- [WRITTEN TASKS]
1 > Answer these questions from the passage on the LTO inquiry:
(a) What share of each payment is retained, per the quoted contract condition?
(b) What is the peso amount of the Road IT Infrastructure project?
(c) In what system were two vehicles with the same plate numbers reportedly registered?
2 > Extend the passage on the LTO inquiry, picking up after its final sentence.

- [SUPPLIED PASSAGE]

....................

The solon pointed to Clause 10 of the General Conditions of the Contract (GCC) of the standard Philippine Bidding Documents for Goods that state: “Payments shall be made only upon a certification by the [head of the procuring entity, to the effect that the goods have been rendered or delivered in accordance with the terms of this contract,] and have been duly inspected and accepted.”
He added that “10 percent of the amount of each payment shall be retained by the [procuring entity to cover the supplier’s warrant obligations under this contract,] as described in GCC Clause 17.”
In its 2021 Consolidated Annual Audit Report for the Department of Transportation, the Commission on Audit flagged the LTO “for the undue payment given to the foreign information technology (IT) contractor Dermalog, despite incomplete turnover for the P3.19-billion Road IT Infrastructure project.”
Pimentel, in the resolution, also revealed various “unresolved issues” that have disruptions in the operations of various LTO sites, including the slow processing of documents in getting a driver’s license and its renewal, “as well as registration of vehicles, which have been attributed to its new IT system.”
The minority leader saw the urgency in conducting an inquiry amid reports that two vehicles bearing the same plate numbers were registered in the foreign-made IT platform of the LTO’s Land Transportation Management System (LTMS).

....................

- [RECORDED INFORMATION]
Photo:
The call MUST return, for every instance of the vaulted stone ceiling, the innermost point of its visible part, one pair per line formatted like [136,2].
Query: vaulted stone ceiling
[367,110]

....................

- [ANSWERS]
1 >
(a) 10 percent of the amount of each payment.
(b) P3.19 billion.
(c) The LTO's Land Transportation Management System (LTMS).

2 >
That was not the first time the system had alleged inaccuracies in its database after an individual was prohibited from renewing his driver’s license due to a motorcycle violation reflected in his LTMS account.
In an interview with GMA’s 24 Oras in August 2022, Leonyl Salvador said he was surprised to see an unpaid motorcycle violation in the LTMS which allegedly happened in Iloilo way back 2018.
Salvador claimed he does not drive a motorcycle, nor had ever been to Iloilo.
In October 2022 the Metropolitan Manila Development Authority was shocked when it found out that a towed rundown truck had a valid LTO registration, which prompted the agency to investigate how worn-out vehicles can pass the registration process without being detected in the LTMS.
The LTMS is part of the P3.19-billion Road IT Infrastructure project awarded to the joint venture of German IT firm Dermalog and its local partners in May 2018.